» Passage shown:
+ + + + +

40 years of good governance

The MAS is celebrating 40 years of good governance. The little glitch created by the toxic notes and Lehman bonds were the exceptions of an otherwise a glittering record of how well a govt treasury transcended smoothly from a developing to a developed country. And there were many good people at the helm of the MAS to make it happened.

The road forward is treacherous with the products of the great American Ivy League universities producing crooks and scoundrels to run the American and international financial system with no qualms about moral goodness. It was like if they were told to go out and grab everything they could with their privileged education and membership to an elite class.

MAS had done well but could not prevent major hiccups along the way that are beyond its control. No one will blame MAS for making a slip here and there. But MAS should do its utmost to ensure that slips that are preventable would not be allowed to happen too often. The toxic notes incident was a wake up call that deregulations and a laid back approach is just not workable.

Are there any more toxic notes equivalents in our system that is waiting to blow up in the face of the MAS? Hopefully there isn’t. When the toxic notes were allowed into the system, I believe, due diligence would have been done by the respective organizations and some confidence that they were reasonably sound products for the markets. One lesson from this debacle is never to allow the salesman who is peddling the product to do the due diligence. He will do whatever and just enough to convince everyone that all is fine. There are vested interests in the peddlar to want to push his products into the market.

What is the state of health of our financial market? Or specifically, what is the state of health of the stock market. Every piece of news reported is good news. Our stock market is in the pink of health and we are marching confidently to become a major financial centre in East Asia, contending for the top position with Tokyo and Hongkong. I really hope that this is the case.

There have been many uncomfortable noises in the finance industry since the introduction of high speed trading system and high speed computers, the latter being plug into the stock exchange’s trading system. Everyone is told that this is a good thing, the way forward. Everything is simply fine, going as planned.

The uncomfortable noises and reservations about high speed trading and the unfair advantages they have over ordinary traders have been highlighted by American and European experts. Many smelt foul but would not go too far to say anything worst. And the fouling is more than meets the eyes or at least this is the general perceptions of market stakeholders. The outsiders do not have access, and do not know enough of the high speed computer trading platform to make an informed judgement.

What is high speed trading and how much do we know of this new animal is still a big question. Is it simply a case of innocent computers that just attached itself to the exchange computer system to facilitate high speed trading, and nothing more?

Perhaps it is opportune at this time for MAS to commission an in dept study of high speed trading and whether it violates the basic principles of a level playing field for all stake holders. Or is high speed trading a Frankenstein in the making and the untold damages are still unfolding? An independent team to investigate this system is needed to address the discomfort among the stakeholders, and to confirm that any misgiving is unfounded. A thorough study is warranted to assure all stake holders that they are not sucked into a quagmire without knowing what is happening.

And MAS owes this responsibility to do its part for the interests of all stake holders. If there is a lemon in the financial system, it is important to sieve it out asap before it turns into another Lehman crisis. Would MAS take on this task, or it has done so and that everything is in order? The high speed trading platform and the high speed computers are fair trading instruments that do not have added advantages over other players, nothing unfair, and there is nothing to worry about.

Such an assurance will be most welcomed to put many insecure and suspicious minds at ease. Until then, the lack of understanding of the true nature of high speed trading, how it actually works, will only lead to misunderstanding, speculation and misgivings. Transparency and public education on high speed trading system are needed for it to be accepted as a neutral tool and fair to all stake holders. Everyone wants to believe that high speed trading and high speed computers are fair game.

+ + + + +

» Raw data:
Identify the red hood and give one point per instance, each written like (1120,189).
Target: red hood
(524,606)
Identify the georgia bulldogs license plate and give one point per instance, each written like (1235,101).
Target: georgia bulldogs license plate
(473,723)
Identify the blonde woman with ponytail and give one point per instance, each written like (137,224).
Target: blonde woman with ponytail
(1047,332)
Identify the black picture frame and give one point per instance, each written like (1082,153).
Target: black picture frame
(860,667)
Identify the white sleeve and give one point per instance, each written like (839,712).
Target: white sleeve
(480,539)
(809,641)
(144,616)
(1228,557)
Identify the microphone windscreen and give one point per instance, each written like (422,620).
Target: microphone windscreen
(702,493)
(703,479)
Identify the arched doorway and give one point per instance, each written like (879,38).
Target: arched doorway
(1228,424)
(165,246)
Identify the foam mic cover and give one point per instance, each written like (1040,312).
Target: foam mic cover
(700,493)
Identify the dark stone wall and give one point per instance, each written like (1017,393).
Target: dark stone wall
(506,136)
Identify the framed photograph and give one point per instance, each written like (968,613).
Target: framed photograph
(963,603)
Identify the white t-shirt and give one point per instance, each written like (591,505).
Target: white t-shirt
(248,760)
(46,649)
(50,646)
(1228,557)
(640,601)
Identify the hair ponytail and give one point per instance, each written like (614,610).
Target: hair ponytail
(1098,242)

+ + + + +

» What is required:
Reproduce the passage on MAS and high speed trading, the stretch from "The uncomfortable noises" through "and nothing more?", word for word. Work only from the text; the records play no part.

» Answer section:
The uncomfortable noises and reservations about high speed trading and the unfair advantages they have over ordinary traders have been highlighted by American and European experts. Many smelt foul but would not go too far to say anything worst. And the fouling is more than meets the eyes or at least this is the general perceptions of market stakeholders. The outsiders do not have access, and do not know enough of the high speed computer trading platform to make an informed judgement.

What is high speed trading and how much do we know of this new animal is still a big question. Is it simply a case of innocent computers that just attached itself to the exchange computer system to facilitate high speed trading, and nothing more?